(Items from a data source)
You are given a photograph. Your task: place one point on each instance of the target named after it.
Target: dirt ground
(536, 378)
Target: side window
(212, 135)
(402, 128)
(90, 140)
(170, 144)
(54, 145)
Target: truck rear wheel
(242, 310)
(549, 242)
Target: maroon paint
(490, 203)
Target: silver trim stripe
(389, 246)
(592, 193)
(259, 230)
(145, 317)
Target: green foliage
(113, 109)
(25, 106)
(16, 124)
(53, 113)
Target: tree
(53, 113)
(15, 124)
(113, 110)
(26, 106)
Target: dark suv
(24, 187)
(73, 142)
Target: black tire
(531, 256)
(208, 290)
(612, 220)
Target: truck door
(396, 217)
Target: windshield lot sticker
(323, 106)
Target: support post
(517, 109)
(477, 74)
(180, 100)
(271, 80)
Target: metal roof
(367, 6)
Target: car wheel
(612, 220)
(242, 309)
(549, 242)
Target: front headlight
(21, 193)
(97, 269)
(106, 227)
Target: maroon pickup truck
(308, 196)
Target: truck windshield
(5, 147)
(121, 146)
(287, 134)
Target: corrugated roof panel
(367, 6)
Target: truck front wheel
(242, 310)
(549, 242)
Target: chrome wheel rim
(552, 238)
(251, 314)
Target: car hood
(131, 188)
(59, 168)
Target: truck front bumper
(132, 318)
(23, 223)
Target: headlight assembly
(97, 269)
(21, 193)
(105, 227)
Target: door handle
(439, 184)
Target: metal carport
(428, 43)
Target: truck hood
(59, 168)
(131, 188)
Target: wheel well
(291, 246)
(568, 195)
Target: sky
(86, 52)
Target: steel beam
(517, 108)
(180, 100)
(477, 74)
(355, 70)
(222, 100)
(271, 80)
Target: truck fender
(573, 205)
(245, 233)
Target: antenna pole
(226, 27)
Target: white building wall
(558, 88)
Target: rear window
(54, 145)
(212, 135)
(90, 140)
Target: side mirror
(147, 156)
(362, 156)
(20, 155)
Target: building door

Work instructions: Output only the lines from the one that contains "Target: truck windshield" through the last line of the data above, each restated exactly.

Answer to this exercise:
Target: truck windshield
(5, 147)
(121, 146)
(287, 134)
Target: corrugated roof panel
(367, 6)
Target: truck front wheel
(242, 310)
(549, 242)
Target: chrome wheel rim
(552, 238)
(251, 314)
Target: car hood
(131, 188)
(59, 168)
Target: truck front bumper
(132, 318)
(23, 223)
Target: headlight assembly
(97, 269)
(21, 193)
(105, 227)
Target: door handle
(439, 184)
Target: metal carport
(428, 43)
Target: truck hood
(59, 168)
(131, 188)
Target: wheel well
(291, 246)
(568, 195)
Target: sky
(86, 52)
Target: steel beam
(517, 108)
(180, 100)
(477, 74)
(355, 70)
(222, 100)
(271, 80)
Target: truck fender
(573, 205)
(245, 233)
Target: antenna pole
(226, 27)
Target: white building wall
(558, 88)
Target: rear window
(54, 145)
(212, 135)
(90, 140)
Target: side mirror
(147, 156)
(362, 156)
(20, 155)
Target: building door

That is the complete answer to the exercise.